In addition, state and federal regulatory agencies recently have focused on a possible connection between the operation of injection wells used for oil and gas waste disposal and seismic activity. Similar concerns have been raised that hydraulic fracturing may also contribute to seismic activity. When caused by human activity, such events are called induced seismicity. In March 2016, the United States Geological Survey identified six states with the most significant hazards from induced seismicity, including Oklahoma, Kansas, Texas, Colorado, New Mexico, and Arkansas. In light of these concerns, some state regulatory agencies have modified their regulations or issued orders to address induced seismicity. Certain environmental and other groups have also suggested that additional federal, state and local laws and regulations may be needed to more closely regulate the hydraulic fracturing process. We cannot predict whether additional federal, state or local laws or regulations applicable to hydraulic fracturing will be enacted in the future and, if so, what actions any such laws or regulations would require or prohibit. Increased regulation and attention given to induced seismicity could lead to greater opposition to, and litigation concerning, oil and gas activities utilizing hydraulic fracturing or injection wells for waste disposal, which could have an adverse effect on oil and natural gas production activities, including operational delays or increased operating costs in the production of oil and natural gas from developing shale plays, or could make it more difficult to perform hydraulic fracturing.

Your tasks »
1. Summarize the passage on induced seismicity and oil and gas regulation in two sentences.
2. Write a continuation of the passage on induced seismicity and oil and gas regulation, picking up after its final sentence.

Listing »
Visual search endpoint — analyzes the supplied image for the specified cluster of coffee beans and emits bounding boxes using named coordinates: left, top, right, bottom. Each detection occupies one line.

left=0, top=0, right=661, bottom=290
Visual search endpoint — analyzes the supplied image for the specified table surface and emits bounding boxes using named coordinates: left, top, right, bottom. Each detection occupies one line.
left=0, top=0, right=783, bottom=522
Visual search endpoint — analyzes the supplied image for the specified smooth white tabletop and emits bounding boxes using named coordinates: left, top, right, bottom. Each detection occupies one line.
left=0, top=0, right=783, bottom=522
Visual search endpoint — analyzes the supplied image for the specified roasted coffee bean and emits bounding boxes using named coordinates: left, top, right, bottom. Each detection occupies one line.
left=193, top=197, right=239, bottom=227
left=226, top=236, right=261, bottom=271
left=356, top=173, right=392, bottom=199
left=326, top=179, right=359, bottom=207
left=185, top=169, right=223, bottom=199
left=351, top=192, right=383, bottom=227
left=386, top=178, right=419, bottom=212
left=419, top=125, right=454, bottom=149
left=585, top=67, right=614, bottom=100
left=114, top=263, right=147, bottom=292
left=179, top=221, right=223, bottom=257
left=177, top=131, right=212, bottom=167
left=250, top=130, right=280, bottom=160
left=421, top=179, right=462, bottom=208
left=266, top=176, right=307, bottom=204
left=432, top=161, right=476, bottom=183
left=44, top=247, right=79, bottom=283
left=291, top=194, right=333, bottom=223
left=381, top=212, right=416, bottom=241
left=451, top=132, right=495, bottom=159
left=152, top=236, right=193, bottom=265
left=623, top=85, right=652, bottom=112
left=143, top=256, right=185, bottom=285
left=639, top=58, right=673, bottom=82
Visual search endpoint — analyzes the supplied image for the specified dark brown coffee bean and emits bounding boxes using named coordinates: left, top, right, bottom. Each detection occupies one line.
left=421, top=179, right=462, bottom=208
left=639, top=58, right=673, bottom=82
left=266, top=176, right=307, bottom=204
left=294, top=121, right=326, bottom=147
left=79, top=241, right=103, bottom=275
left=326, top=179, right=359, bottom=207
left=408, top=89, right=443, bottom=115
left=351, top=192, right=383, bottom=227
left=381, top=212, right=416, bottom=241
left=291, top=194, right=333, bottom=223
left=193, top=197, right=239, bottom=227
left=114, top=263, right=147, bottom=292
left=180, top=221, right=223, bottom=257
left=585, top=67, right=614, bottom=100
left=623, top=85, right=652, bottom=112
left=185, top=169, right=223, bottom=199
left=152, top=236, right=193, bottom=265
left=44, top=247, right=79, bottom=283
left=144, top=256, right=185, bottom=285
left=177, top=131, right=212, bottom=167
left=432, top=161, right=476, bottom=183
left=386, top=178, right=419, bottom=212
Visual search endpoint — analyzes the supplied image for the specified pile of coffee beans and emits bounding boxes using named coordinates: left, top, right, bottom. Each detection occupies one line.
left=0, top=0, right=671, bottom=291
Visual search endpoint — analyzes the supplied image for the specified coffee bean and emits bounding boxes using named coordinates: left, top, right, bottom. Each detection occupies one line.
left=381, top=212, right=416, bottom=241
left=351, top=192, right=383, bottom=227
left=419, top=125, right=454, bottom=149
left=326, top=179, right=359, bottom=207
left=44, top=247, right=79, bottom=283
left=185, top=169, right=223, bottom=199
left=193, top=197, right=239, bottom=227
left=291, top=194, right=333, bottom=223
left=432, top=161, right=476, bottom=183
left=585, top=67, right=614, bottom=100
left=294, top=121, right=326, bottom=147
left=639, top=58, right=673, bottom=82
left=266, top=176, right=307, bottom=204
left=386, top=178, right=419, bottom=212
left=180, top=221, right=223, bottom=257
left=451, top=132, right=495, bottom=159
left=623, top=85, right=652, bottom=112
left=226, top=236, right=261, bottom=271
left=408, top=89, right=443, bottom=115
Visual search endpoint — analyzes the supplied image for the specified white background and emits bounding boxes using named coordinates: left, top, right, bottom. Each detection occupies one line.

Set of answers »
1. Regulators have recently focused on whether injection wells for oil and gas waste disposal, and possibly hydraulic fracturing, contribute to human-caused seismic activity, and some state agencies have changed their regulations or issued orders in response. Whether more laws will be enacted cannot be predicted, but added regulation and attention could bring opposition and litigation that delay operations, raise costs, or make hydraulic fracturing harder to perform.

2.
On August 16, 2012, the EPA published final rules that establish new air emission control requirements for natural gas and NGL production, processing and transportation activities, including NSPS to address emissions of sulfur dioxide and volatile organic compounds, and NESHAPS to address hazardous air pollutants frequently associated with gas production and processing activities. In June 2016, the EPA published a final rule that updates and expands the NSPS by setting additional emissions limits for volatile organic compounds and regulating methane emissions for new and modified sources in the oil and gas industry. In June 2017, the EPA proposed a two year stay of certain requirements contained in the June 2016 rule and in November 2017 issued a notice of data availability in support of the stay proposal and provided a 30-day comment period on the information provided. In March 2018, the EPA published a final rule that amended two narrow provisions of the NSPS, removing the requirement for completion of delayed repair during emergency or unscheduled vent blowdowns. A 2016 information collection request made to oil and natural gas facilities by the EPA in connection with its intention at the time to regulate methane emissions from existing sources were withdrawn in March 2017. The EPA also published a final rule in June 2016 concerning aggregation of sources that affects source determinations for air permitting in the oil and gas industry.
Compliance with these requirements, especially the new methane regulation, may require modifications to certain of our operations or increase the cost of new or modified facilities, including the installation of new equipment to control emissions at the well site that could result in significant costs, including increased capital expenditures and operating costs, and could adversely impact our business. Similarly, aggregating our oil and gas facilities for permitting could result in more complex, costly, and time consuming air permitting. Particularly in regard to obtaining pre-construction permits, the final aggregation rule could add costs and cause delays in our operations.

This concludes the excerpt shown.